**Instruction**
In the records below, take the stretch from the line containing "shorts visible in" through the line containing "[211, 110, 240, 125]", both ends included. Give those lines alone as a JSON list of strings, one string per line, with blank lines left out.

Dataset entries:
────────────────────────────────────────

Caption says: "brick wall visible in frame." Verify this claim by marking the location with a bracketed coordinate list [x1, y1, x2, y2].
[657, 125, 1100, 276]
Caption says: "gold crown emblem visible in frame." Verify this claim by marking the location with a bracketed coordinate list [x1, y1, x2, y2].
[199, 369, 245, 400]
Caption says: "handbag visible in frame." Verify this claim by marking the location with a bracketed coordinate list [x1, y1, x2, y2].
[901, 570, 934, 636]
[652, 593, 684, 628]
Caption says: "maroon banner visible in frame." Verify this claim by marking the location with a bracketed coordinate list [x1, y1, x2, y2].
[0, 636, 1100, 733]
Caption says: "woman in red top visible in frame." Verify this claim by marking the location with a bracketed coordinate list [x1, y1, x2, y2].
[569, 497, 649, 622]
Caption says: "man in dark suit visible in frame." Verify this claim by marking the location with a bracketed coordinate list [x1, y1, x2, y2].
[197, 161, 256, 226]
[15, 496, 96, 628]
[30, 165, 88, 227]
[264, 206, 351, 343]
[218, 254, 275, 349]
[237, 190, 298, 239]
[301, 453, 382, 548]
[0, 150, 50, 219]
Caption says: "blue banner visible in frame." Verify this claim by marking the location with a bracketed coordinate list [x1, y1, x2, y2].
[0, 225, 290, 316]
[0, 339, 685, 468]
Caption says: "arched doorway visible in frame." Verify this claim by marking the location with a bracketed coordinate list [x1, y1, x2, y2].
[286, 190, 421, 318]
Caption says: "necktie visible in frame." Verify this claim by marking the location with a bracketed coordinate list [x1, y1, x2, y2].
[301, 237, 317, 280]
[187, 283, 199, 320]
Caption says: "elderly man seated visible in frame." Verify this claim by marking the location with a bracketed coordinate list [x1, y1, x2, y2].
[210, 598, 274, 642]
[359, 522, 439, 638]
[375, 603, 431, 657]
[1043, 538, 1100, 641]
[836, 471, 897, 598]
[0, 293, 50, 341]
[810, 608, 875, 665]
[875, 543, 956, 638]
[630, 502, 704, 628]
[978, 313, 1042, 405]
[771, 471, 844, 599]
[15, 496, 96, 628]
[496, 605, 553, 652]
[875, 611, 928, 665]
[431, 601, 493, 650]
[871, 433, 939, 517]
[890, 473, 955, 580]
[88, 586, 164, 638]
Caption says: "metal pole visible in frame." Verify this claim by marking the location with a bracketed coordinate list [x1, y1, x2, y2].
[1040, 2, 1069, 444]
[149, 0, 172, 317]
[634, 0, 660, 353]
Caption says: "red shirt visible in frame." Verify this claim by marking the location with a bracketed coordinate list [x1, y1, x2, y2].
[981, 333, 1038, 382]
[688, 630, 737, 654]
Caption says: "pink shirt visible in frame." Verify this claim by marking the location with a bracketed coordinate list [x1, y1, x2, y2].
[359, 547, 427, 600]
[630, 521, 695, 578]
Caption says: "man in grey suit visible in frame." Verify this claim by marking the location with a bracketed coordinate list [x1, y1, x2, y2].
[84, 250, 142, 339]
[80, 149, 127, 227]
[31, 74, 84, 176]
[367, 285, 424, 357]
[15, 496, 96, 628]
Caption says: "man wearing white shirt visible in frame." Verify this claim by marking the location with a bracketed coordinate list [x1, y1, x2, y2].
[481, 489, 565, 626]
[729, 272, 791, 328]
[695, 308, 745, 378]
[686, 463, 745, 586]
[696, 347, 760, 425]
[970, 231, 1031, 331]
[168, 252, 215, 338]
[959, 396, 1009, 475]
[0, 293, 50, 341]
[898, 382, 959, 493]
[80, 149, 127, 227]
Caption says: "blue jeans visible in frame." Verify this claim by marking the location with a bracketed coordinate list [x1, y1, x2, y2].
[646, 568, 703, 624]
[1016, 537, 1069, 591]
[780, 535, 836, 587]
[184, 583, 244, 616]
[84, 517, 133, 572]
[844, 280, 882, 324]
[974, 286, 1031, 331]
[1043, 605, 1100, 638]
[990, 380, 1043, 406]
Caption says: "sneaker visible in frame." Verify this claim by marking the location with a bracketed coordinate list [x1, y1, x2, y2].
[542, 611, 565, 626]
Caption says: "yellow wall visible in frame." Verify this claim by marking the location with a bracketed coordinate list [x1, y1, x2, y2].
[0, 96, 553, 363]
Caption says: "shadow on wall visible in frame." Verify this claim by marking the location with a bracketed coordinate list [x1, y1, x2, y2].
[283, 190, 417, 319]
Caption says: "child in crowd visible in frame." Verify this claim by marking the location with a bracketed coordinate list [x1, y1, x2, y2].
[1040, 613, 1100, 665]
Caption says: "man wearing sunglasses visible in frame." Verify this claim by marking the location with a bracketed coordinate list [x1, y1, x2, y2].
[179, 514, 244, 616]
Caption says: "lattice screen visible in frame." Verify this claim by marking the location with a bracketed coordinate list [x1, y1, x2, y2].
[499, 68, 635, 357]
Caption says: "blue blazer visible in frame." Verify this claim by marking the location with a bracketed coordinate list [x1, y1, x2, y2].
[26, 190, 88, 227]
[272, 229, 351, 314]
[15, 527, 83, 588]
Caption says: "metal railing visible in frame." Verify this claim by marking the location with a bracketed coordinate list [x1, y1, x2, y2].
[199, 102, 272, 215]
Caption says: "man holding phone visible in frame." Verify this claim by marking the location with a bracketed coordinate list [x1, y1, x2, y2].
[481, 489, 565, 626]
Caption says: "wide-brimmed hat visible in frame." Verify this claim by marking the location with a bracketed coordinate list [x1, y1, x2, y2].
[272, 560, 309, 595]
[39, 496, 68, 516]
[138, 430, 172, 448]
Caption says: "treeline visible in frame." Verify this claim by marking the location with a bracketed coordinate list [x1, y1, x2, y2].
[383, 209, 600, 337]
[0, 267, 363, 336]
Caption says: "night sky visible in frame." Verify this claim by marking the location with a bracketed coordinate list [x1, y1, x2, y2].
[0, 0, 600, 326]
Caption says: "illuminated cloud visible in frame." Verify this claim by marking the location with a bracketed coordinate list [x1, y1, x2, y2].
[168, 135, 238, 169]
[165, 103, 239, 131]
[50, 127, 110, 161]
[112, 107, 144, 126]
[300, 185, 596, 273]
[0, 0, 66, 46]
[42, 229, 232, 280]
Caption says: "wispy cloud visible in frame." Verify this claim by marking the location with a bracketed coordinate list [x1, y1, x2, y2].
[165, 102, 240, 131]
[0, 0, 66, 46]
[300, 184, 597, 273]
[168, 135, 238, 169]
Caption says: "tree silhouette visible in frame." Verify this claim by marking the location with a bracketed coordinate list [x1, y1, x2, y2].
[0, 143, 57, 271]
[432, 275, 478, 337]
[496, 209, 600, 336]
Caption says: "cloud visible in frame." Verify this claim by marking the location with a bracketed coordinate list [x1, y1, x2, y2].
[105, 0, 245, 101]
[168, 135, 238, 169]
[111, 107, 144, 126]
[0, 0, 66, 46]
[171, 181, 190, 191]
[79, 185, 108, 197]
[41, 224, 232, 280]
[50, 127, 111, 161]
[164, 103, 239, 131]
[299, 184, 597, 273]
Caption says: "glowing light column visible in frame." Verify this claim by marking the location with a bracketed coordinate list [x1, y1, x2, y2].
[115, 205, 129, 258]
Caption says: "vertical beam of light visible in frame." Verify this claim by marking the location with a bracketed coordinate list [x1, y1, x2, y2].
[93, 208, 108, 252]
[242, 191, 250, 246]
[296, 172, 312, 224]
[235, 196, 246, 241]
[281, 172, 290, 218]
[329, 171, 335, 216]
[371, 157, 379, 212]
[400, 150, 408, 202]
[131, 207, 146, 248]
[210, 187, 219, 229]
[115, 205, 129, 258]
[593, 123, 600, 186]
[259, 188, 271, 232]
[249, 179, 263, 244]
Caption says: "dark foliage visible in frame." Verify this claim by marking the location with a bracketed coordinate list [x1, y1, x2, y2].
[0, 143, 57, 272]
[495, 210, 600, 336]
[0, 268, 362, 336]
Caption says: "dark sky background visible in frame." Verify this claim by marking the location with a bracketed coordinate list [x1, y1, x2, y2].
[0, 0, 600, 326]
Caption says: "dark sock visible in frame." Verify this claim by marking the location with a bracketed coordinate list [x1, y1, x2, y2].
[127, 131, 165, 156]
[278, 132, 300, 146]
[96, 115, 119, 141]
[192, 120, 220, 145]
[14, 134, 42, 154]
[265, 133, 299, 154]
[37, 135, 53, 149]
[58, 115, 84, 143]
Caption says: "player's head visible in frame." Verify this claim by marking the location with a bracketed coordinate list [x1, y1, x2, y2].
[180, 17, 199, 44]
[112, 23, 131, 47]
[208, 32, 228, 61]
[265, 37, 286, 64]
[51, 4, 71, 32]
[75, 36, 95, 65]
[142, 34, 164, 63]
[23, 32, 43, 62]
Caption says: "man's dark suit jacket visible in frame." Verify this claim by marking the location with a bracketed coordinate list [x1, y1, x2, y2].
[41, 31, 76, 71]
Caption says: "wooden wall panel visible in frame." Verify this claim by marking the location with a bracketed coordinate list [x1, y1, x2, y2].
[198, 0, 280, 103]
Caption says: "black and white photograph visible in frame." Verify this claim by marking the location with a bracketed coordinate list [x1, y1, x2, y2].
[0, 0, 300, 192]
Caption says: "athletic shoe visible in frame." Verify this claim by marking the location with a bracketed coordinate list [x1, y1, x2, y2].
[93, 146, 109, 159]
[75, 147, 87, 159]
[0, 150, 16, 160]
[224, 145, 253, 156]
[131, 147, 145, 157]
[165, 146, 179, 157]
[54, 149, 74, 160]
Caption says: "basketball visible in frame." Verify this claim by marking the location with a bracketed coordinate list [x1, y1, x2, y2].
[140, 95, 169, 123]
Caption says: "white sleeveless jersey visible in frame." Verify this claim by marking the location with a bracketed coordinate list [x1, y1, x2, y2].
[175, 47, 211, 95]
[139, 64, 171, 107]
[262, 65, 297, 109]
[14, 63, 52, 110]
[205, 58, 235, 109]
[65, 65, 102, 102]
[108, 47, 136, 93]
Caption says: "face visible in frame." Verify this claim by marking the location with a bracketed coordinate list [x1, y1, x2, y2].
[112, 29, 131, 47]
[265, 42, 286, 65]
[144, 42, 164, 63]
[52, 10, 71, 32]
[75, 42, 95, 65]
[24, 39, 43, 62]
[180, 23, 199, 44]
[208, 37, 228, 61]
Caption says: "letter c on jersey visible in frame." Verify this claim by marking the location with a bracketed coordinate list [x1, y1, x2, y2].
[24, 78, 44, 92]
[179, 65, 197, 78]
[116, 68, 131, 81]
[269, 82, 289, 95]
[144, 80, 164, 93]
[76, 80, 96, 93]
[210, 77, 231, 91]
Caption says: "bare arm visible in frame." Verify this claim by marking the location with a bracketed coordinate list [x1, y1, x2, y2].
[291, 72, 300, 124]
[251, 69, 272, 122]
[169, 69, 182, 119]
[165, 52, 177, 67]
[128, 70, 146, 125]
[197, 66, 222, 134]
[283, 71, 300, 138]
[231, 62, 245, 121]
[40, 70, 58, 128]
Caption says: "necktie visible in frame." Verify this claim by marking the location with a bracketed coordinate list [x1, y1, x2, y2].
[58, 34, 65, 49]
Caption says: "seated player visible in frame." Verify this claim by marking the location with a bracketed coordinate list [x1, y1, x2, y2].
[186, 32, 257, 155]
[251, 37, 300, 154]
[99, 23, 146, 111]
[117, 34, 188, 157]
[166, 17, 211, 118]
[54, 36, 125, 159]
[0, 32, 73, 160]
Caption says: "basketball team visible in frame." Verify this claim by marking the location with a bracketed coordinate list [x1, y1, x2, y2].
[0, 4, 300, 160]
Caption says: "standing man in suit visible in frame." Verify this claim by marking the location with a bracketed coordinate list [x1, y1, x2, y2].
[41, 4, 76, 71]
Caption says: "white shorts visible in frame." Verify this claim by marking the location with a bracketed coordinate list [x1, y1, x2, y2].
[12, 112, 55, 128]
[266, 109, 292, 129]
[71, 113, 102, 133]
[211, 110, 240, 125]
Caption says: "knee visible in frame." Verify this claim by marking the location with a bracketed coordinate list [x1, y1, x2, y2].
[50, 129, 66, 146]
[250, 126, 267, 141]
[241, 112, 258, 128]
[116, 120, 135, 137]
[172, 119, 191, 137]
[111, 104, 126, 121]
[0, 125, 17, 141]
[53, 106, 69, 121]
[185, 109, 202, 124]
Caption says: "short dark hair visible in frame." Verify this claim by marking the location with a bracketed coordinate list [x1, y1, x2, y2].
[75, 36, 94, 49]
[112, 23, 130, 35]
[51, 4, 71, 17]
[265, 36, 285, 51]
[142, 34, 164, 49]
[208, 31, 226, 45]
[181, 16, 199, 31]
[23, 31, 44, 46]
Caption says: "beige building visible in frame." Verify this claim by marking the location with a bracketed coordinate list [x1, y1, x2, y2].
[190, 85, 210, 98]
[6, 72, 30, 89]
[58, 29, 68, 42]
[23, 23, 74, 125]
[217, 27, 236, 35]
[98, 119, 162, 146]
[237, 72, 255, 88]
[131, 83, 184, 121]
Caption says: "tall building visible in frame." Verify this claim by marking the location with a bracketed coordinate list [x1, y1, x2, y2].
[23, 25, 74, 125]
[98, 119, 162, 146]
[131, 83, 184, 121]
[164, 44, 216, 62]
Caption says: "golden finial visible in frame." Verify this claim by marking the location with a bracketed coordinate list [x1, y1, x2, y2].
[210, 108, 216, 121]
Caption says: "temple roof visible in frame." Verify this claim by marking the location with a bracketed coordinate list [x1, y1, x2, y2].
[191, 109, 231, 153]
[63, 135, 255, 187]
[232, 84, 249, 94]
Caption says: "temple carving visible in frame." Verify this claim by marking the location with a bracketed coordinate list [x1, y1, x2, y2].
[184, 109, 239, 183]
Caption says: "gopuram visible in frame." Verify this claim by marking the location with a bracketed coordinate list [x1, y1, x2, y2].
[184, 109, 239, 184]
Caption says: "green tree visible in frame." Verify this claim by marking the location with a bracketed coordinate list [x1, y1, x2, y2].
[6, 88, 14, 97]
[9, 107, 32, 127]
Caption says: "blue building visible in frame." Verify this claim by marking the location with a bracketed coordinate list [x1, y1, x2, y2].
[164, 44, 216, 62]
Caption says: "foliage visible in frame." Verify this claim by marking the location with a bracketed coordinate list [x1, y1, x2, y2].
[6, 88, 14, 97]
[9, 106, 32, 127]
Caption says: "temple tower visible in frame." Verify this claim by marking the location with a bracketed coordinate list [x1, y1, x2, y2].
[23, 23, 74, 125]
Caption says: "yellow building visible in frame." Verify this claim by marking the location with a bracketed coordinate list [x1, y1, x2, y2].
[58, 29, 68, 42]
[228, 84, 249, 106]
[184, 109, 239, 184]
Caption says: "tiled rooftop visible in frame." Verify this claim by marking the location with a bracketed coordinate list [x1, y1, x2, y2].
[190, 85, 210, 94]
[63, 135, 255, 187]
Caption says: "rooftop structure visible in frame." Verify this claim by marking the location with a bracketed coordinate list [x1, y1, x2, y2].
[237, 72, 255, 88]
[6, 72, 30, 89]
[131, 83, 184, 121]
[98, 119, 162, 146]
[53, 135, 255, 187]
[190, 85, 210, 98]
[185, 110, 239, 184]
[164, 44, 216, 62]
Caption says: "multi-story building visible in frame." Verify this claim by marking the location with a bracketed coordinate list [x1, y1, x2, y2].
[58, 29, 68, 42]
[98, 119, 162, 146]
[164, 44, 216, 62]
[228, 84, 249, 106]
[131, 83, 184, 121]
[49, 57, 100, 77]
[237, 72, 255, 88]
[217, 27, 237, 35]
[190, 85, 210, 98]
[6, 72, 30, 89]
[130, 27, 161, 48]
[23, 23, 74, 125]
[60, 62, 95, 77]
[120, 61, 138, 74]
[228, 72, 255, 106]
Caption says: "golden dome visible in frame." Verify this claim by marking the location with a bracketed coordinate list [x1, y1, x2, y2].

────────────────────────────────────────

**Exercise solution**
[
  "Caption says: \"white shorts visible in frame.\" Verify this claim by marking the location with a bracketed coordinate list [x1, y1, x2, y2].",
  "[12, 112, 55, 128]",
  "[266, 109, 292, 129]",
  "[71, 113, 102, 133]",
  "[211, 110, 240, 125]"
]